학습 지시 –
A – 제시문에 따르면 이 고속철도 건설 프로젝트에 드는 사업비는 얼마인가?
B – 목록에서 "soccer player, one" 문구가 들어 있는 줄부터 "point(108, 15)" 문구가 들어 있는 줄까지 양 끝 줄을 포함하여 그대로 옮겨 쓰시오.

출처 –
============

이 프로젝트는 6일(현지시간) 캘리포니아 중부 프레즈노에서 기공식을 시작으로 2028년 말까지 공사에 들어가며 오는 2029년 운행을 목표로 하고 있다고 현지 언론들이 5일 보도했다.
우선 사업구간으로 캘리포니아 중부 센트럴 밸리를 관통하는 프레즈노∼베이커스필드 간 130마일(209.2㎞) 구간을 2017년까지 완공할 계획이다.
이 고속철도 건설 프로젝트에 소요되는 사업비는 무려 680억 달러(약 75조5천억 원)에 달한다. 연방 정부와 주 정부가 건설재원을 각각 분담하는 매칭펀드 방식으로 추진된다.
2008년 고속철도 공채 발의안이 통과됨에 따라 90억 달러의 공채 발행이 승인된 데 이어 2012년 7월 고속철도 1차 사업비 80억 달러 지원금 책정안이 주 상원에서 승인됐다.
여기에다 이 구간 건설에 지원될 32억 달러(3조5천억 원)의 연방 정부 자금도 확보했다.
하지만, 이 고속철도 건설 프로젝트의 향후 진로에는 아직도 첩첩산중의 험로가 기다리고 있다. 재정적·기술적·정치적 리스크가 곳곳에 도사리고 있다는 것이다.

============

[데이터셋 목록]
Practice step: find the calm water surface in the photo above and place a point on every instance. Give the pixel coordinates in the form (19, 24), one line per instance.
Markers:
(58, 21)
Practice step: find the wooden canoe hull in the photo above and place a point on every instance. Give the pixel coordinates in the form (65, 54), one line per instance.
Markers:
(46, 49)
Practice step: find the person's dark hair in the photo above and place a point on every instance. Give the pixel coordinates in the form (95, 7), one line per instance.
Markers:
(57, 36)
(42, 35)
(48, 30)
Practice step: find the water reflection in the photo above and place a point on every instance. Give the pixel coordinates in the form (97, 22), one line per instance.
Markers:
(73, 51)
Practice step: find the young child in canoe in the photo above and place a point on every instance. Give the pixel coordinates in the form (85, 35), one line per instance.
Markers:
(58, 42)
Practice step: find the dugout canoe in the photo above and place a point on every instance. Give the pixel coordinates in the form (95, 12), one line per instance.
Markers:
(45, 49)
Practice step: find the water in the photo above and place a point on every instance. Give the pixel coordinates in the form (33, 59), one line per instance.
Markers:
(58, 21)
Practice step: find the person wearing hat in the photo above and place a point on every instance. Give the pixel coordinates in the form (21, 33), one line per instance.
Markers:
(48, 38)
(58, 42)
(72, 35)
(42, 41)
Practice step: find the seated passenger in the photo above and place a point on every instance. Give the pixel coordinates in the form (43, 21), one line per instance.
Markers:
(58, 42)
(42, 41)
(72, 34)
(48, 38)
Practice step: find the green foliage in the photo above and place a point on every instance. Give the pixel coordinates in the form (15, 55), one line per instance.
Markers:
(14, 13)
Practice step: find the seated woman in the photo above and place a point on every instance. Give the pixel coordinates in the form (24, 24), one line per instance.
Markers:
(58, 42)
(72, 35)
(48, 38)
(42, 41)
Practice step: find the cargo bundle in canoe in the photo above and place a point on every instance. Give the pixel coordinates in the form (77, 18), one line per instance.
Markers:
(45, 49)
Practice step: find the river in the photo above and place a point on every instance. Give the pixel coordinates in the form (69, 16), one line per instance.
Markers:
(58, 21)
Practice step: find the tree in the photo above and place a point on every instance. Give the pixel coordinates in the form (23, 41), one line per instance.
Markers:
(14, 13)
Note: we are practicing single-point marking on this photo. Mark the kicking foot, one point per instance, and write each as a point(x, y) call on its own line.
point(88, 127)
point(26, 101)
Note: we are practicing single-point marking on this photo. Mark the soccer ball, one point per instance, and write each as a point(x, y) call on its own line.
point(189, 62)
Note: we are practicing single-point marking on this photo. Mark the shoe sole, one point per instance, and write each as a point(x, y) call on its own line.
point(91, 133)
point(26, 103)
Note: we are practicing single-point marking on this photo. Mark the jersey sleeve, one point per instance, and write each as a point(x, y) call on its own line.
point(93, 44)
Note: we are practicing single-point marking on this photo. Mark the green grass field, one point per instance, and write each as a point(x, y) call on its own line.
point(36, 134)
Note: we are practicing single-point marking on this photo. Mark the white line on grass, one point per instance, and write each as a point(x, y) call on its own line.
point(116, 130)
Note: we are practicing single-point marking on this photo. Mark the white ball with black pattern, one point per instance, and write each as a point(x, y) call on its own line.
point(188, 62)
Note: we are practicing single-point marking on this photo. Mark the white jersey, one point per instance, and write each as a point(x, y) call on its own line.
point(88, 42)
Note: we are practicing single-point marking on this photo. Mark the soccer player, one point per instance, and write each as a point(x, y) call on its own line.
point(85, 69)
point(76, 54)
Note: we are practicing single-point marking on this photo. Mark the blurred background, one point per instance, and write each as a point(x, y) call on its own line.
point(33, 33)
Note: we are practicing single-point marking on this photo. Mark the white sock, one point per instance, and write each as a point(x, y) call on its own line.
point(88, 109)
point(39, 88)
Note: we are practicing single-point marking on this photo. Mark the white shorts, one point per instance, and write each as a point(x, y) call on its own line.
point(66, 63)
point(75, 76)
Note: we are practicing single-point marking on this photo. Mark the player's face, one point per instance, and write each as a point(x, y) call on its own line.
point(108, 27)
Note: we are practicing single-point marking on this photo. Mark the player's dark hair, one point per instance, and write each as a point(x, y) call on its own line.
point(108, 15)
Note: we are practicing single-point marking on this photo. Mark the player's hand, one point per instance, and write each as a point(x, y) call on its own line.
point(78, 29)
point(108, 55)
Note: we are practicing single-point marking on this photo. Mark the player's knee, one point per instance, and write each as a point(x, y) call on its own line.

============

정답 –
A – 680억 달러(약 75조5천억 원)이다.

B –
Note: we are practicing single-point marking on this photo. Mark the soccer player, one point per instance, and write each as a point(x, y) call on its own line.
point(85, 69)
point(76, 54)
Note: we are practicing single-point marking on this photo. Mark the blurred background, one point per instance, and write each as a point(x, y) call on its own line.
point(33, 33)
Note: we are practicing single-point marking on this photo. Mark the white sock, one point per instance, and write each as a point(x, y) call on its own line.
point(88, 109)
point(39, 88)
Note: we are practicing single-point marking on this photo. Mark the white shorts, one point per instance, and write each as a point(x, y) call on its own line.
point(66, 63)
point(75, 76)
Note: we are practicing single-point marking on this photo. Mark the player's face, one point per instance, and write each as a point(x, y) call on its own line.
point(108, 27)
Note: we are practicing single-point marking on this photo. Mark the player's dark hair, one point per instance, and write each as a point(x, y) call on its own line.
point(108, 15)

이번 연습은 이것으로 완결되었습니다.